> [Work required]
Pull out every line of text from the records below, word for word, and leave out the pictures.

> [Excerpted data]
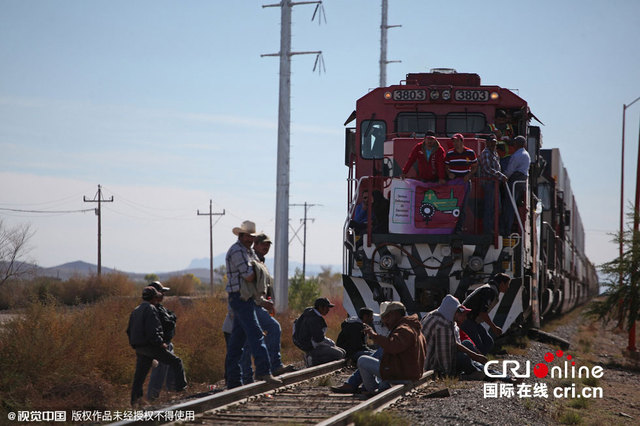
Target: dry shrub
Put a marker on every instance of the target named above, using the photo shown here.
(76, 290)
(54, 357)
(183, 285)
(199, 340)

> [Reply to the exercise]
Target: dry shrub
Put a marker on every instance of the target named above, using the photo shown here.
(76, 290)
(54, 357)
(183, 285)
(199, 340)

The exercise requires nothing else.